▶ _EXTRACTED MATERIAL_:

^^^^^^^^^^^^^^^^

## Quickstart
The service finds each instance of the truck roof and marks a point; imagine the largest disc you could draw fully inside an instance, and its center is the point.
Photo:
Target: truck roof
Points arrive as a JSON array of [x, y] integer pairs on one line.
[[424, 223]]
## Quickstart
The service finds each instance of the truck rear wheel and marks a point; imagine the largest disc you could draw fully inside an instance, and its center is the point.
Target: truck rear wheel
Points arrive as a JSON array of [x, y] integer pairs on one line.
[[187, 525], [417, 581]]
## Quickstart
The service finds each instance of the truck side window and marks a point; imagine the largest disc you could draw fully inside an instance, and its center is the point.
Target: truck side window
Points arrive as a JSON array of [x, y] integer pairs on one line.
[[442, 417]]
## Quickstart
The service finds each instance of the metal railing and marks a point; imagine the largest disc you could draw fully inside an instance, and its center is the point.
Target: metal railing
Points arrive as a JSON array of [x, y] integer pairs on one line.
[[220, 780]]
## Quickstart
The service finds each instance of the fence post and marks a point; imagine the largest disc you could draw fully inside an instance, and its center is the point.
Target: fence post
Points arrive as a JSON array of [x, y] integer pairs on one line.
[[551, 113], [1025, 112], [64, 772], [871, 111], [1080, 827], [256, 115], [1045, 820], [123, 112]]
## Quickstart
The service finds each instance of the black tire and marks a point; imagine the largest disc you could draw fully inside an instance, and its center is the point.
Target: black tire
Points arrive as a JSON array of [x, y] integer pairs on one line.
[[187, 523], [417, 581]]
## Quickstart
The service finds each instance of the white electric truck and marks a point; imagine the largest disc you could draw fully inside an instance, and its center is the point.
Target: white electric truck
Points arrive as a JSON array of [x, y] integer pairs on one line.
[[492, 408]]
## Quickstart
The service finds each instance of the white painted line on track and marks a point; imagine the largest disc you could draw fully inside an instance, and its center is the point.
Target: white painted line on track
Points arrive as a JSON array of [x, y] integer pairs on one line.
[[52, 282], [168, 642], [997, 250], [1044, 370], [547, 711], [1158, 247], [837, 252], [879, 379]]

^^^^^^^^^^^^^^^^

▶ _EXERCISE OBJECTIVE_: From the data above, copy each line that has the string "metal".

▶ _SOLUTION TO THE EXERCISE_:
The service finds each instance of the metal railing and marks a point; imagine the largest disc you could draw fully inside an instance, and its center is the point.
Target: metal railing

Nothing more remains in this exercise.